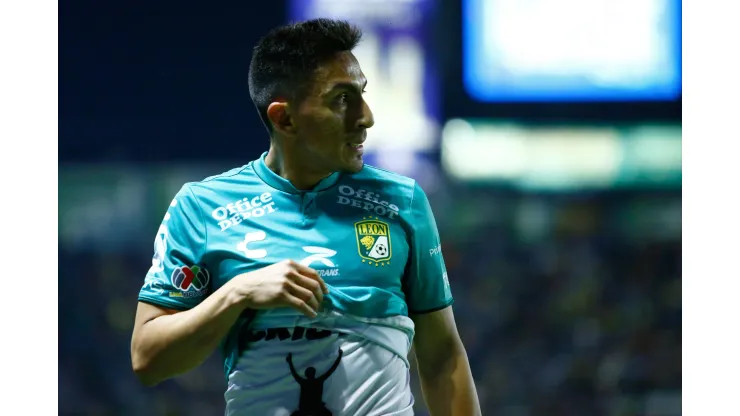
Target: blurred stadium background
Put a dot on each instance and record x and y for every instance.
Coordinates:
(547, 134)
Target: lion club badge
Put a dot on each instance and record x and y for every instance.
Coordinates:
(373, 241)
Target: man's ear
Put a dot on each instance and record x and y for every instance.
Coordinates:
(278, 112)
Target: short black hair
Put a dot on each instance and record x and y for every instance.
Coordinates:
(285, 59)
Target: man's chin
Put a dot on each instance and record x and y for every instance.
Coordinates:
(354, 166)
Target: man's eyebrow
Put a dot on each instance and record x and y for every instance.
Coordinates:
(346, 86)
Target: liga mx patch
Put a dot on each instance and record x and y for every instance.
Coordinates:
(373, 241)
(192, 281)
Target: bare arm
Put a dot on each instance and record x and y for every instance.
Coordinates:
(446, 381)
(167, 342)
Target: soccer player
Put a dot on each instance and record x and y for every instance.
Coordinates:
(313, 272)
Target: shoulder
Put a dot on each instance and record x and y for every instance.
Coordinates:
(392, 185)
(233, 184)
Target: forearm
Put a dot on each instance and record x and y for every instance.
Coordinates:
(448, 386)
(173, 344)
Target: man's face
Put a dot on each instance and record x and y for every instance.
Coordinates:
(332, 120)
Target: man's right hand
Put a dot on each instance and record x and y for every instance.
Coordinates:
(284, 284)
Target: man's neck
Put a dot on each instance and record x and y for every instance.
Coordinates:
(290, 169)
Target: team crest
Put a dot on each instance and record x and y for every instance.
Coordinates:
(373, 241)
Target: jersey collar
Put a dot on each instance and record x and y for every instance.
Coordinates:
(277, 182)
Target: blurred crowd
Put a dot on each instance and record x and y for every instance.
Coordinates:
(567, 305)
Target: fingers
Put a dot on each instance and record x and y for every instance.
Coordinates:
(311, 273)
(306, 296)
(301, 306)
(310, 284)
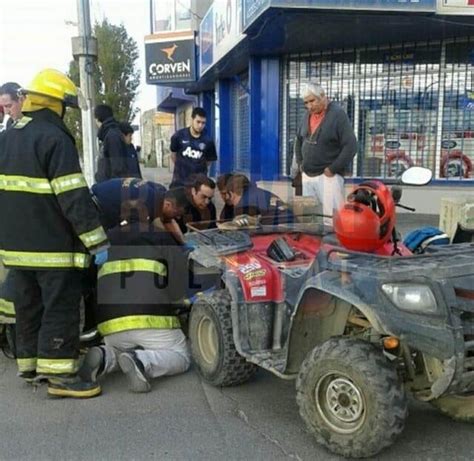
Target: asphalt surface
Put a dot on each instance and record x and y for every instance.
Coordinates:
(185, 419)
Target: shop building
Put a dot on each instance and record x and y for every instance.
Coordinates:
(402, 69)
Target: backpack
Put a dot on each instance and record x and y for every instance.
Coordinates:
(417, 241)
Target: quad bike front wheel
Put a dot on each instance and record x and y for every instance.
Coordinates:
(212, 342)
(351, 397)
(457, 407)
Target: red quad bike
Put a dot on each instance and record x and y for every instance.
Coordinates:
(351, 315)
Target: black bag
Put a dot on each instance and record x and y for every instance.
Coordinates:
(280, 251)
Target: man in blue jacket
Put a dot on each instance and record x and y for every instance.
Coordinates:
(114, 160)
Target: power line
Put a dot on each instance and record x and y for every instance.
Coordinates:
(189, 9)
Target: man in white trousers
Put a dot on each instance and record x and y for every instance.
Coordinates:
(324, 148)
(138, 291)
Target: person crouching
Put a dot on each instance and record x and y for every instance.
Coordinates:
(136, 304)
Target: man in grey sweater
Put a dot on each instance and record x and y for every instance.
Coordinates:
(324, 148)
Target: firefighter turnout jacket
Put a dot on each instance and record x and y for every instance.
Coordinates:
(49, 220)
(143, 281)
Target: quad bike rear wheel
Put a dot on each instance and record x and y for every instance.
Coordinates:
(212, 342)
(457, 407)
(351, 398)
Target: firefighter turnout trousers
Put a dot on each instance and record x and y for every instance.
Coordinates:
(47, 317)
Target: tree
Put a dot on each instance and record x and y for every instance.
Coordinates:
(116, 75)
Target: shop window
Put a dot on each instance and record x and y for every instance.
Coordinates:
(457, 142)
(396, 98)
(172, 15)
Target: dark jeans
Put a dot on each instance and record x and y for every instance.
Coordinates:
(47, 312)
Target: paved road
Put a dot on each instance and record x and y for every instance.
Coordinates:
(185, 419)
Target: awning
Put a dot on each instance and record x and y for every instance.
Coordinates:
(174, 99)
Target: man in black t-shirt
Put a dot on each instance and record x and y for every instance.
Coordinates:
(192, 151)
(200, 208)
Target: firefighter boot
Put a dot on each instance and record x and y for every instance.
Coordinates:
(93, 365)
(135, 372)
(72, 386)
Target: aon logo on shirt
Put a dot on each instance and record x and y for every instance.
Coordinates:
(191, 153)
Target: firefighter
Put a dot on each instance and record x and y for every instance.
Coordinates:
(49, 230)
(138, 291)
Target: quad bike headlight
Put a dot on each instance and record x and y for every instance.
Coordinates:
(411, 297)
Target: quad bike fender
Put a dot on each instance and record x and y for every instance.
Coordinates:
(334, 284)
(426, 334)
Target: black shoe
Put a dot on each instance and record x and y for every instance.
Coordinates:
(73, 387)
(135, 372)
(93, 365)
(28, 376)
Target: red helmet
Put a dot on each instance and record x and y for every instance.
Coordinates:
(366, 221)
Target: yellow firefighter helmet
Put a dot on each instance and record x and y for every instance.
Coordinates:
(54, 84)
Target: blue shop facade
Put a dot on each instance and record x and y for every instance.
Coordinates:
(402, 69)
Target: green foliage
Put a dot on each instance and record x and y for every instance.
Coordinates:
(116, 77)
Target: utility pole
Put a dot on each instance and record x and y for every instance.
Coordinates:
(84, 48)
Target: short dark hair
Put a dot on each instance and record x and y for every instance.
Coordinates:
(198, 111)
(178, 196)
(102, 112)
(238, 183)
(134, 210)
(10, 88)
(199, 180)
(126, 128)
(223, 179)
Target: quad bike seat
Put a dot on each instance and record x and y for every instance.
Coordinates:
(331, 239)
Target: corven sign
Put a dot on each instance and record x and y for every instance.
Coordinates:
(169, 61)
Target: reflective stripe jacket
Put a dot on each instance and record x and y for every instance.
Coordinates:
(49, 220)
(142, 282)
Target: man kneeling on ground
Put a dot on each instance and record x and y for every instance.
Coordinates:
(200, 208)
(249, 199)
(137, 303)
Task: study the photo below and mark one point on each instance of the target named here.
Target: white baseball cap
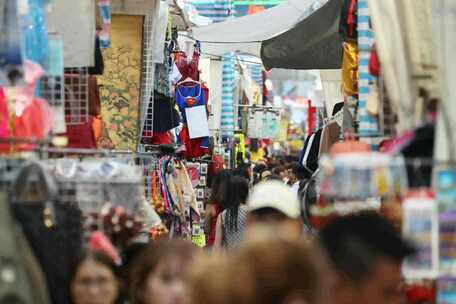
(275, 195)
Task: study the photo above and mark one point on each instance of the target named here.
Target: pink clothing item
(100, 243)
(34, 123)
(33, 117)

**Description of the task:**
Print all entries exactly. The images do not belong in the copy.

**Output for this task:**
Target: blurred stadium background
Put a dot on each instance and record x and y for every instance.
Coordinates:
(547, 134)
Target: lion club badge
Put a dot on each instance and record x and y for every instance.
Coordinates:
(373, 241)
Target: man's ear
Put a dot on each instance and record x and y for every instance.
Coordinates:
(278, 112)
Target: short black hair
Put a dot on each instance and record x and y for every instance.
Coordinates:
(285, 59)
Target: man's chin
Put a dot on each instance and record x and y for every instance.
Coordinates:
(354, 166)
Target: man's eyebrow
Put a dot on each instance and record x and y for every instance.
Coordinates:
(346, 86)
Target: liga mx patch
Put a dot on each instance and record x and y for every instance.
Coordinates:
(373, 241)
(192, 281)
Target: bare arm
Put a dot on each instance and record x and y for every instance.
Coordinates:
(446, 381)
(167, 342)
Target: soccer player
Put a dot on each instance and record x and y for every instance.
Coordinates:
(313, 272)
Target: shoulder
Put a dot on each instance and record x and y for every instance.
Coordinates:
(392, 185)
(233, 184)
Target: forearm
Put a dot on each instance and record x and y for every instance.
Coordinates:
(448, 386)
(173, 344)
Target: man's face
Put a dot on each instance and record x and y for every instance.
Coordinates:
(332, 120)
Target: man's right hand
Put a dot on each instance and record x and y for every instance.
Coordinates:
(284, 284)
Target: man's neck
Put a dot on each instance and record x and y for every instance.
Coordinates:
(290, 169)
Target: team crest
Put a dot on each instance and record x and y for every instance.
Coordinates:
(373, 241)
Target: jersey collar
Put a dot on each instance and record x and y for every instance.
Coordinates:
(277, 182)
Target: blurred crowd
Put a dot on each instance and record x and y for every instance.
Coordinates:
(567, 305)
Target: fingers
Put a dot on each instance and record x and y for every instance.
Coordinates:
(311, 273)
(306, 296)
(301, 306)
(310, 284)
Target: asphalt surface
Put a dot on each instance and record x and y for every instance.
Coordinates:
(185, 419)
Target: shop building
Put a dot on each instance and record x and y for every instance.
Coordinates:
(402, 69)
Target: backpack
Put a dot on each instance and record x and y for every instance.
Coordinates:
(417, 241)
Target: quad bike front wheel
Put a dot on each instance and record x and y for every instance.
Coordinates:
(212, 342)
(351, 397)
(457, 407)
Target: red quad bike
Put a dot on each instance and record x and y for every instance.
Coordinates:
(351, 315)
Target: black bag
Put a dot on each instance and record x and y for every instance.
Coordinates:
(280, 251)
Target: man in blue jacket
Put a dot on each instance and record x and y for every instance.
Coordinates:
(114, 160)
Target: power line
Put a dot on each instance and record x and y for every instance.
Coordinates:
(189, 9)
Target: man in white trousers
Put a dot on each instance and record x and y for every instance.
Coordinates:
(324, 148)
(138, 291)
Target: person crouching
Put a dot on each instance and record x and y for every instance.
Coordinates:
(136, 304)
Target: man in grey sweater
Put a dot on each instance and record x and y for every instance.
Coordinates:
(324, 148)
Target: firefighter turnout jacket
Put a dot on each instance and record x and y for every instance.
Coordinates:
(49, 220)
(143, 281)
Target: quad bike rear wheel
Put a dot on each instance and record x and y for every instance.
Coordinates:
(212, 342)
(457, 407)
(351, 398)
Target: firefighter turnout trousers
Put a dot on each instance and record x and y for every instance.
Coordinates:
(47, 317)
Target: tree
Put a dot on each instance and record x and y for every instance.
Coordinates:
(116, 75)
Target: shop window
Put a dot on each instance and record x and y for every instance.
Coordinates:
(457, 142)
(396, 98)
(172, 15)
Target: dark jeans
Put a dot on each instance and record x and y for every instance.
Coordinates:
(47, 312)
Target: paved road
Put a dot on each instance and record x and y for every instance.
Coordinates:
(185, 419)
Target: awning
Put a dot on each instance and record x and y for every instance.
Coordinates:
(174, 99)
Target: man in black t-shirt
Put a dot on each instance and record x and y for every instance.
Coordinates:
(192, 151)
(200, 208)
Target: firefighter boot
Put a dot on each instance and record x and y for every instance.
Coordinates:
(93, 365)
(135, 372)
(72, 386)
Target: aon logo on shirt
Put a dot on each instance and record x and y for every instance.
Coordinates:
(191, 153)
Target: firefighter
Put a dot on each instance and record x and y for every instance.
Coordinates:
(49, 230)
(138, 291)
Target: quad bike headlight
Put a dot on each instance and record x and y for every instance.
Coordinates:
(411, 297)
Target: quad bike fender
Put a dot on each instance and record x and y for every instance.
Coordinates:
(334, 284)
(426, 334)
Target: black shoe
Put a dot on each instance and record x and y for every instance.
Coordinates:
(73, 387)
(135, 372)
(93, 365)
(28, 376)
Target: red helmet
Put a dot on each instance and record x and y for every instance.
Coordinates:
(366, 221)
Target: yellow firefighter helmet
Put a dot on each instance and record x and y for every instance.
Coordinates:
(54, 84)
Target: blue shop facade
Put a dot on each instance and record x and y for every instance.
Coordinates:
(402, 69)
Target: green foliage
Put a dot on each instance and record x and y for every instance.
Coordinates:
(116, 77)
Target: utility pole
Put a dot on each instance and record x and y for every instance.
Coordinates:
(84, 48)
Target: short dark hair
Put a dot on each instance and record x and y for every instance.
Coordinates:
(198, 111)
(178, 196)
(102, 112)
(238, 183)
(134, 210)
(10, 88)
(199, 180)
(126, 128)
(223, 179)
Target: quad bike seat
Put a dot on each instance and record x and y for every instance.
Coordinates:
(331, 239)
Target: corven sign
Put a dot on each instance and record x and y for every instance.
Coordinates:
(169, 61)
Target: reflective stripe jacket
Put a dot on each instance and record x and y for every instance.
Coordinates:
(49, 220)
(142, 282)
Target: man kneeling on ground
Put a dot on each instance and record x and y for every instance.
Coordinates:
(200, 208)
(249, 199)
(137, 303)
Task: study the photo below and mark one point on each instance of the target named here.
Target: white baseball cap
(275, 195)
Task: study the photo above and mark one point on each instance of the target named here.
Target: pink clothing item
(100, 243)
(34, 123)
(33, 117)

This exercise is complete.